[Entries taken from a collection]
·····
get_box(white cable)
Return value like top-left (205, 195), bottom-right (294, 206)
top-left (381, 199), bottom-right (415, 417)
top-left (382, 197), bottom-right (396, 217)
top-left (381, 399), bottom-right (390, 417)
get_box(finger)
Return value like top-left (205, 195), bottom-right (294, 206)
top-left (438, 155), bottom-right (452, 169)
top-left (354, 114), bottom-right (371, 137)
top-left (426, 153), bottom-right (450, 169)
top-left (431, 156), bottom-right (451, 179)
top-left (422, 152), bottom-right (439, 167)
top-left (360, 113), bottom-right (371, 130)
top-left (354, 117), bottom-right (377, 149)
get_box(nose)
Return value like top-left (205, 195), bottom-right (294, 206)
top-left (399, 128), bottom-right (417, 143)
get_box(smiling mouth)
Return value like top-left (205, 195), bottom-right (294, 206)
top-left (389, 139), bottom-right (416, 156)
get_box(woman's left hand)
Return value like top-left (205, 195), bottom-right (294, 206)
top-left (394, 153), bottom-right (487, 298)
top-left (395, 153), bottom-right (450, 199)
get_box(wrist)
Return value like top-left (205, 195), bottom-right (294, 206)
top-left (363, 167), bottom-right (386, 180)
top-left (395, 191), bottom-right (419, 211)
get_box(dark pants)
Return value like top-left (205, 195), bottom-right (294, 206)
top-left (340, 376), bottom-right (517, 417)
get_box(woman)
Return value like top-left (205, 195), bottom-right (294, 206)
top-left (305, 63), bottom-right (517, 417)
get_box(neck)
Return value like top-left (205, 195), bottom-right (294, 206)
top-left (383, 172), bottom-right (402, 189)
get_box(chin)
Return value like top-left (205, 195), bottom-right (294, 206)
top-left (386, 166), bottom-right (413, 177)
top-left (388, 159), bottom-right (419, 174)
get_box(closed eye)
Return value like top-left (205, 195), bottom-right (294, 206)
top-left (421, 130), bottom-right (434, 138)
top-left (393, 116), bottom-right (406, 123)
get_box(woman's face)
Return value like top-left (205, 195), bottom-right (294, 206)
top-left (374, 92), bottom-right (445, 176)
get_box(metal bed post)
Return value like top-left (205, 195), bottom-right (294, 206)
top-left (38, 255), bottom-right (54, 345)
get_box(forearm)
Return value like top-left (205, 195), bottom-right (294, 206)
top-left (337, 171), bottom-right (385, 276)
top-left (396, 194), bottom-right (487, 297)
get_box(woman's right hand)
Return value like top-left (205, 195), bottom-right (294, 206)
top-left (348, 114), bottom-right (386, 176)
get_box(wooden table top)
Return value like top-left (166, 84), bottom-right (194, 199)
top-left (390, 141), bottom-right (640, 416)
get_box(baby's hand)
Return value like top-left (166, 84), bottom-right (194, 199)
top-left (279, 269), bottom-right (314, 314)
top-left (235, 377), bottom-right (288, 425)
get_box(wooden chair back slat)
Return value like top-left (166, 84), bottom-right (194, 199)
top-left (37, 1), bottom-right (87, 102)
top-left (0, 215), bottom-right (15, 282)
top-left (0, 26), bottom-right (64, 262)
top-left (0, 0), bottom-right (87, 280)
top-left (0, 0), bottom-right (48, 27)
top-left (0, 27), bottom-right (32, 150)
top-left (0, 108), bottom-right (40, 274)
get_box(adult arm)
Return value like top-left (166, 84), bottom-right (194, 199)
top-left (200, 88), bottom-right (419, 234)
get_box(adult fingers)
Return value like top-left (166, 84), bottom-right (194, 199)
·····
• Exercise
Copy out, exactly and alone, the lines of the entries above between the ones holding "get_box(nose)" and "get_box(wrist)", inclusive.

• Written response
get_box(nose)
Return value like top-left (205, 195), bottom-right (294, 206)
top-left (399, 128), bottom-right (417, 143)
get_box(smiling mouth)
Return value like top-left (205, 195), bottom-right (294, 206)
top-left (389, 139), bottom-right (416, 156)
get_box(woman's left hand)
Return value like top-left (205, 195), bottom-right (294, 206)
top-left (394, 153), bottom-right (487, 298)
top-left (395, 153), bottom-right (450, 199)
get_box(wrist)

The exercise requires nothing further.